-- BEGIN Input rows --
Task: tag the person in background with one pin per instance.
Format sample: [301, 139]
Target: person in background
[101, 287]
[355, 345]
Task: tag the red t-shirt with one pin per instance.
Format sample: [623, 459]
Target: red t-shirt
-- END Input rows --
* **What you are asked to do**
Copy out the rows exactly, beginning at the line that contains "Task: tag the red" and continuing through the last of the rows.

* **Correct result**
Task: tag the red t-shirt with one pin per instance.
Format sample: [623, 459]
Target: red t-shirt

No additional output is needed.